(Point annotation dataset records)
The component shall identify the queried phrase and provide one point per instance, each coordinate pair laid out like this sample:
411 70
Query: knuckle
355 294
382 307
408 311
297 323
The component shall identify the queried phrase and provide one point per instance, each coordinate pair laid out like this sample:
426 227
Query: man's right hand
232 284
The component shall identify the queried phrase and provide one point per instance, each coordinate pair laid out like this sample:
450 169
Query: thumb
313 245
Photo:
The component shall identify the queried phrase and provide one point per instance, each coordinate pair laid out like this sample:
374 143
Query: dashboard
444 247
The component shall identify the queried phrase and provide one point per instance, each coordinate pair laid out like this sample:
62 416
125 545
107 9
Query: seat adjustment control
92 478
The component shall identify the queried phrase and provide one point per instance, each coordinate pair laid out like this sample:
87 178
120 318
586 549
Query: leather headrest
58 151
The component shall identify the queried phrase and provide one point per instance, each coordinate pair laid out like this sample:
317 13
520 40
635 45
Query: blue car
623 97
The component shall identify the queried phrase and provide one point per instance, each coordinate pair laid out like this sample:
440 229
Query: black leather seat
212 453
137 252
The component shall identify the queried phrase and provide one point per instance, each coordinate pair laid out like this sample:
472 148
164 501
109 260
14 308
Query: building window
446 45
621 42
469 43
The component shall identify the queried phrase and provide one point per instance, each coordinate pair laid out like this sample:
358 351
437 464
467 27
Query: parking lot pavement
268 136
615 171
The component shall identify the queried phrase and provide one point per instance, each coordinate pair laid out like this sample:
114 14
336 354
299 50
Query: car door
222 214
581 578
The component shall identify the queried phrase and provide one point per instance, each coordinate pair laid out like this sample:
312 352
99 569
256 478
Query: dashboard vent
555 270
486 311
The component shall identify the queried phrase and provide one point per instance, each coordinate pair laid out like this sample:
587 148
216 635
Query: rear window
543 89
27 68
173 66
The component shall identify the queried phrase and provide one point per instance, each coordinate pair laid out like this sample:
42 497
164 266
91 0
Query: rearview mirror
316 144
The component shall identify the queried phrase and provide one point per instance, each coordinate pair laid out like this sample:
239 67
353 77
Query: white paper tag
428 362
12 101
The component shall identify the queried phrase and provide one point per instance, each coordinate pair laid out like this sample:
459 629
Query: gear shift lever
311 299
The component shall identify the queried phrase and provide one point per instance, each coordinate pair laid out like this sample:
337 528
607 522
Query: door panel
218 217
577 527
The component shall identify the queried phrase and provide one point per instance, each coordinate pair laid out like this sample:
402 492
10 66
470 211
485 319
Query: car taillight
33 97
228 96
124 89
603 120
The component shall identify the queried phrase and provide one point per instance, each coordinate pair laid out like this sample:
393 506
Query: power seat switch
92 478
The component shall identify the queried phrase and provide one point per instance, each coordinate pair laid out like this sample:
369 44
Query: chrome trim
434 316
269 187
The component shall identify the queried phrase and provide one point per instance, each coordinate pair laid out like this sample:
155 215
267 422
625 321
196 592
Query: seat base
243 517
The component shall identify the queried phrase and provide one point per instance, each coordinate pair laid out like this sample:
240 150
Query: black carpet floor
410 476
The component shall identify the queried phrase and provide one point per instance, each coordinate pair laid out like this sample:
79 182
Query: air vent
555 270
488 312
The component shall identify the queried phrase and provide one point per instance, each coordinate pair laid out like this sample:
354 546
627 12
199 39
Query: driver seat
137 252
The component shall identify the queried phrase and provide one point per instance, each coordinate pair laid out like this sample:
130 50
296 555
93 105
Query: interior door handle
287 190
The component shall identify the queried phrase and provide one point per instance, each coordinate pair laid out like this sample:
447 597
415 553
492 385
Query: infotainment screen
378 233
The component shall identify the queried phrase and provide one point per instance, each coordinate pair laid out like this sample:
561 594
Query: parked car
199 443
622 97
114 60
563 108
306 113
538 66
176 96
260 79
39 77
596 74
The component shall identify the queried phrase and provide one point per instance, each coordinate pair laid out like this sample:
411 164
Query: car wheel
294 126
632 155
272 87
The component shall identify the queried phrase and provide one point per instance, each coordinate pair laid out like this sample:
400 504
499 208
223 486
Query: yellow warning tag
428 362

**Aim**
State how many lines of the material above contain the word "door". Give only the number.

**Solution to this exercise**
3